Instructions for the task: Print every row below word for word, without the pictures.

Supplied records:
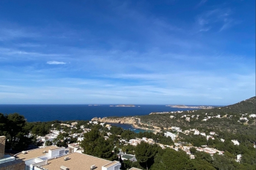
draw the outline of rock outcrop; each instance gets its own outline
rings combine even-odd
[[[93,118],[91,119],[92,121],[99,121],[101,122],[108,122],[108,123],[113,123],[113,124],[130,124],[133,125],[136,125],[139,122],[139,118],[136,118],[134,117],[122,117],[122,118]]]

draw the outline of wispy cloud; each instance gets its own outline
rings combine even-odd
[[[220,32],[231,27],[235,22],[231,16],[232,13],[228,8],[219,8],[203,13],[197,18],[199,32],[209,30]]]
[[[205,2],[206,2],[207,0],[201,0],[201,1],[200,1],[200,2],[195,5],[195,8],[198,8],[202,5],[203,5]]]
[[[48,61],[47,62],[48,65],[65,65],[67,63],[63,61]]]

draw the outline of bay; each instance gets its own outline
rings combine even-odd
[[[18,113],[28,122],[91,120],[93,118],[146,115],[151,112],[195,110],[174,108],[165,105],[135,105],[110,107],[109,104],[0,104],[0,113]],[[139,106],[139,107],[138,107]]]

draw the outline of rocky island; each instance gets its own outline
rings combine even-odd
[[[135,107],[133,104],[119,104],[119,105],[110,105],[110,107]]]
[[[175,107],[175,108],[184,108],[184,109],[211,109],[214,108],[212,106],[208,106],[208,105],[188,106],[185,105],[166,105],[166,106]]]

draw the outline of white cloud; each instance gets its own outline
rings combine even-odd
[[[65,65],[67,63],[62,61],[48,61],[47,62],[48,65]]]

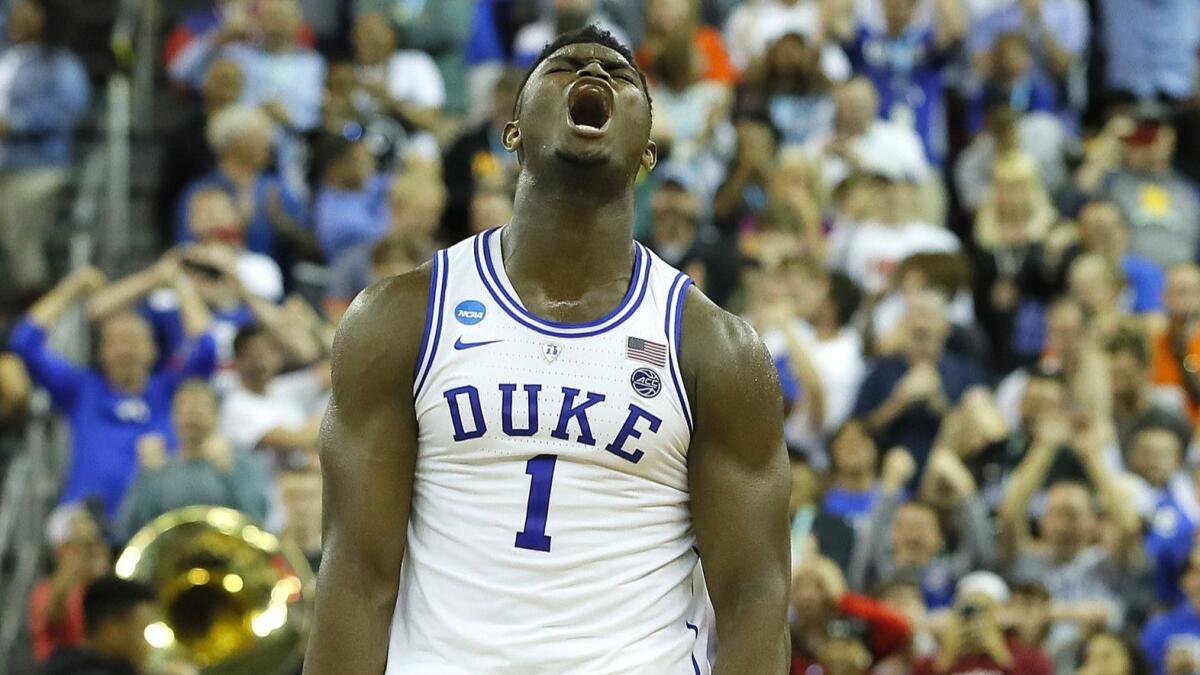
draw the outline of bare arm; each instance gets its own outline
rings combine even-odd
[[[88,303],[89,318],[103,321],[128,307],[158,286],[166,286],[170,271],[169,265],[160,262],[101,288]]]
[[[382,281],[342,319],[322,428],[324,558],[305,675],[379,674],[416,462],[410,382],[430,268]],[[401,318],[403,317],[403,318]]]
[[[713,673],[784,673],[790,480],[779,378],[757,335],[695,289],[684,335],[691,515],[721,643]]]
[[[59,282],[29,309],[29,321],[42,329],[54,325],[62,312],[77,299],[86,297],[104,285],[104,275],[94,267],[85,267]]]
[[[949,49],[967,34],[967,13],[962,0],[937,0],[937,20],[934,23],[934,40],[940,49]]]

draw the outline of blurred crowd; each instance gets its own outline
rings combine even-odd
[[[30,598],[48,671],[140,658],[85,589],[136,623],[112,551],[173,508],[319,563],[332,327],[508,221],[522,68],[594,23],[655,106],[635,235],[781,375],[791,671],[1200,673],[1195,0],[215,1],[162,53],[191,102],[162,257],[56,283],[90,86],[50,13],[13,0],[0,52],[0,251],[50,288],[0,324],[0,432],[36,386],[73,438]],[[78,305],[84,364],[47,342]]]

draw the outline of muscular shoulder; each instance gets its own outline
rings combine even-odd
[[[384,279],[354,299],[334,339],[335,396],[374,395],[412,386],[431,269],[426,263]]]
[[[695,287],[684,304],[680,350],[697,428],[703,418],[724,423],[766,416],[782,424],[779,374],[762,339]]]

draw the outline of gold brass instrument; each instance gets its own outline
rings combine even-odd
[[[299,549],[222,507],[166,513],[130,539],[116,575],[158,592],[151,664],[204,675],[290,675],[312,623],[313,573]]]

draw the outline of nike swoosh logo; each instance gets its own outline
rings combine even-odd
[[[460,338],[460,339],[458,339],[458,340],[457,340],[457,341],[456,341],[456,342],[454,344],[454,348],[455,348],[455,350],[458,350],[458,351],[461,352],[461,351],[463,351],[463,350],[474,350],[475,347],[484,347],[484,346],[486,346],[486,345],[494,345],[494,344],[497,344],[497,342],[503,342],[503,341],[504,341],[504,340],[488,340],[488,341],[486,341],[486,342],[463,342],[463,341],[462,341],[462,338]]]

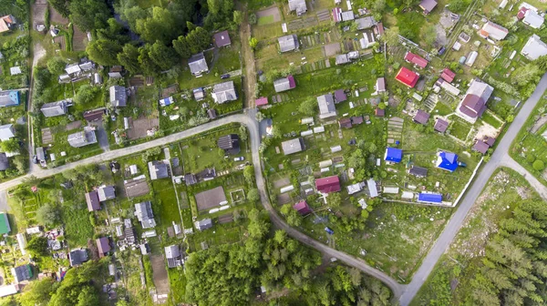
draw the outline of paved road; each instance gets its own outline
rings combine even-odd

Task answer:
draw the outline of rock outcrop; each instance gets its own outline
rings combine even-odd
[[[93,118],[91,119],[92,121],[99,121],[101,122],[108,122],[108,123],[113,123],[113,124],[130,124],[133,125],[136,125],[139,122],[139,118],[136,118],[134,117],[122,117],[122,118]]]

draw the outline of wispy cloud; each instance gets its own outline
rings combine even-odd
[[[220,32],[231,27],[235,22],[231,16],[232,13],[228,8],[219,8],[203,13],[197,18],[199,32],[209,30]]]
[[[205,2],[206,2],[207,0],[201,0],[201,1],[200,1],[200,2],[195,5],[195,8],[198,8],[202,5],[203,5]]]
[[[48,61],[47,62],[48,65],[65,65],[67,63],[63,61]]]

draw the outline of bay; each instance gets its own outline
rings combine even-odd
[[[18,113],[28,122],[91,120],[93,118],[146,115],[151,112],[195,110],[174,108],[165,105],[135,105],[110,107],[109,104],[0,104],[0,113]],[[139,106],[139,107],[138,107]]]

draw the outline of rocky island; each instance gets its own outline
rings combine even-odd
[[[135,107],[133,104],[119,104],[119,105],[110,105],[110,107]]]
[[[175,107],[175,108],[184,108],[184,109],[211,109],[214,108],[212,106],[208,106],[208,105],[188,106],[185,105],[166,105],[166,106]]]

draw the outline of white cloud; each instance gets its own outline
rings combine even-odd
[[[65,65],[67,63],[62,61],[48,61],[47,62],[48,65]]]

draw the outline of bare arm; each instance gets its own outline
rings combine even-odd
[[[88,303],[89,318],[103,321],[128,307],[158,286],[166,286],[170,271],[169,265],[160,262],[101,288]]]
[[[382,281],[342,319],[322,428],[324,558],[305,675],[379,674],[416,462],[410,382],[430,268]],[[401,318],[403,317],[403,318]]]
[[[713,673],[784,673],[790,480],[779,378],[757,335],[695,289],[684,335],[691,515],[721,643]]]
[[[59,282],[29,309],[29,321],[42,329],[54,325],[62,312],[77,299],[86,297],[104,285],[104,275],[94,267],[85,267]]]
[[[949,49],[967,34],[967,13],[962,0],[937,0],[937,20],[934,23],[934,40],[940,49]]]

draw the outline of blurred crowd; each instance gets its own outline
rings combine even-odd
[[[30,598],[48,671],[140,658],[85,589],[136,623],[112,551],[173,508],[319,563],[332,327],[508,221],[522,68],[594,23],[655,106],[635,235],[781,375],[791,671],[1200,673],[1195,0],[215,1],[162,53],[191,102],[162,257],[56,283],[90,86],[50,13],[13,0],[0,52],[0,251],[50,288],[0,324],[0,432],[36,386],[73,438]],[[78,305],[84,364],[47,342]]]

draw the outline of muscular shoulder; each instance gets its own outline
rings combine even-odd
[[[384,279],[354,299],[334,339],[335,396],[374,395],[412,386],[431,269],[426,263]]]
[[[695,287],[684,304],[680,350],[697,428],[703,418],[724,423],[766,416],[782,424],[779,374],[762,339]]]

draw the outline of gold brass instrument; each instance gets its own outline
rings combine even-odd
[[[299,549],[222,507],[166,513],[130,539],[116,575],[158,592],[151,664],[204,675],[290,675],[312,623],[313,573]]]

draw the outline of nike swoosh logo; each instance gets its own outline
rings combine even-odd
[[[460,338],[460,339],[458,339],[458,340],[457,340],[457,341],[456,341],[456,342],[454,344],[454,348],[455,348],[455,350],[458,350],[458,351],[461,352],[461,351],[463,351],[463,350],[474,350],[475,347],[484,347],[484,346],[486,346],[486,345],[494,345],[494,344],[497,344],[497,342],[503,342],[503,341],[504,341],[504,340],[488,340],[488,341],[486,341],[486,342],[463,342],[463,341],[462,341],[462,338]]]

draw the outline of paved road; each instance gets its own outline
rings combine even-odd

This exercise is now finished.